▸ **REQUIRED TASKS**:
[1] In the article on live collaborative editing, transcribe everything from "To implement live" down to "operational transformation (OT).".
[2] Repeat every one of the rows below word for word, leaving the pictures out.

▸ **PAGE**:
Live collaborative editing lets multiple participants work on the same remote interview session using CodeSignal’s shared IDE in the browser. Each interview participant can see the same source code as everyone else and make changes to it—while also being able to see each others’ cursors and the updates other participants make. If we didn’t have live collaborative editing, only one participant would be able to make changes in the IDE at a time, which would create an awkward interview experience.
To implement live collaborative editing, you need a way of handling conflicts. For instance, one person might be typing in the middle of a line while another person is typing at the beginning of the same line, resulting in the whole line shifting over and creating position issues for the person typing in the middle. CodeSignal’s infrastructure has to resolve conflicts like these and guarantee that every participant ends up with the same state. In this article, we’ll explain how we achieve this using a concept called operational transformation (OT).
There are two types of collaborative editing: live collaborative editing and asynchronous collaborative editing. Asynchronous collaborative editing is what happens in a version control system like Git. One person makes a change, and then a while later, someone else does. With live collaboration, multiple people are making edits at the same time—assuming some connection latency of milliseconds or seconds.
The challenge of live collaborative editing
It’s this latency that makes live collaborative editing challenging. In theory, if you had a network connection where the delay was guaranteed to be absolutely zero, it would be pretty simple—just like working on the same machine. Changes would appear on screen instantly for everyone, in the exact order they occurred. But in reality, there’s always some delay. Collaborator 1 makes a change, and their change has to be sent to Collaborator 2 so they can see it on their screen. If Collaborator 2 isn’t typing, there’s no problem. But what if Collaborator 2 is making edits right around the same time? They could make a change on their version before seeing Collaborator 1’s update come through.

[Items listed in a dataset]
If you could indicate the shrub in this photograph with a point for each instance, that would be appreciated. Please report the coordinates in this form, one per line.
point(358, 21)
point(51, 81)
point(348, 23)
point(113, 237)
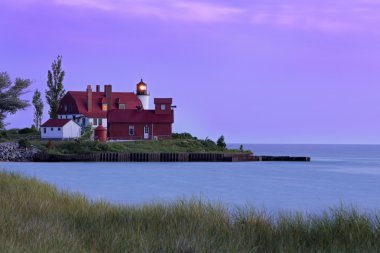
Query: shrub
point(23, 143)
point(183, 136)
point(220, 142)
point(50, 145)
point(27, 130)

▸ **TASK SOLUTIONS**:
[1]
To implement live collaborative editing, you need a way of handling conflicts. For instance, one person might be typing in the middle of a line while another person is typing at the beginning of the same line, resulting in the whole line shifting over and creating position issues for the person typing in the middle. CodeSignal’s infrastructure has to resolve conflicts like these and guarantee that every participant ends up with the same state. In this article, we’ll explain how we achieve this using a concept called operational transformation (OT).

[2]
If you could indicate the shrub in this photograph with a point for each instance, that would be appreciated. Please report the coordinates in this form, one per line.
point(358, 21)
point(51, 81)
point(348, 23)
point(113, 237)
Query: shrub
point(23, 143)
point(183, 136)
point(220, 142)
point(50, 145)
point(27, 130)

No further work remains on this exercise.